[Data records]

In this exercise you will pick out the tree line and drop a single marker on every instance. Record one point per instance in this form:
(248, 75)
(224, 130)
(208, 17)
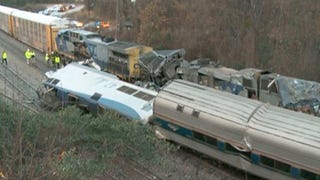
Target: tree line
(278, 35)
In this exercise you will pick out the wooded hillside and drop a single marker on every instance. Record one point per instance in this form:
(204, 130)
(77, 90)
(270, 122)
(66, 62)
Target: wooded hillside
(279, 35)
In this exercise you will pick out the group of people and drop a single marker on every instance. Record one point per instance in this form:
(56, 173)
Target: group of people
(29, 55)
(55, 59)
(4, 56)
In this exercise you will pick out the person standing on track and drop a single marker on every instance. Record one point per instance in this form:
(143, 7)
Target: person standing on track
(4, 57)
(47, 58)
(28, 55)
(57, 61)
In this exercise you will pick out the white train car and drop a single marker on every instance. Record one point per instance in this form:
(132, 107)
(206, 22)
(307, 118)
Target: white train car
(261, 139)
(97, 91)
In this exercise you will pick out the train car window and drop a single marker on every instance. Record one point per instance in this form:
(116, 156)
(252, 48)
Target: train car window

* * *

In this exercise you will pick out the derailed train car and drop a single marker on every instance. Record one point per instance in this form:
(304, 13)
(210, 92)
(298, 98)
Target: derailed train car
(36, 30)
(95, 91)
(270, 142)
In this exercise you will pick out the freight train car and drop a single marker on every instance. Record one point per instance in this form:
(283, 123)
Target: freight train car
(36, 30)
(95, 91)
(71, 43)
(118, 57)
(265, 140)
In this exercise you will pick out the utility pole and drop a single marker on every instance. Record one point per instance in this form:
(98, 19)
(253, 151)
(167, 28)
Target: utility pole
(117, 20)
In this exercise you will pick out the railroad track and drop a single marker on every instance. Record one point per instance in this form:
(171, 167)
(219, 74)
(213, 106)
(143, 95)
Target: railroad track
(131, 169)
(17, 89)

**Task requirements:** What is needed is a verbatim copy of every line in the records above from the one containing "Target: person standing on track" down to the one containing "Target: train car window", both included, and nothing more.

**Response to the task:**
Target: person standing on track
(4, 57)
(47, 58)
(28, 55)
(57, 61)
In this exercise you will pick out the white train car and drop a single marker on every instance. Record one point per instance in this form:
(132, 107)
(206, 22)
(307, 118)
Target: white train car
(261, 139)
(97, 91)
In this exercise you will pick out the train car window and drop a single marker on every instance. Record one point per instance in this form:
(116, 156)
(252, 48)
Target: train car window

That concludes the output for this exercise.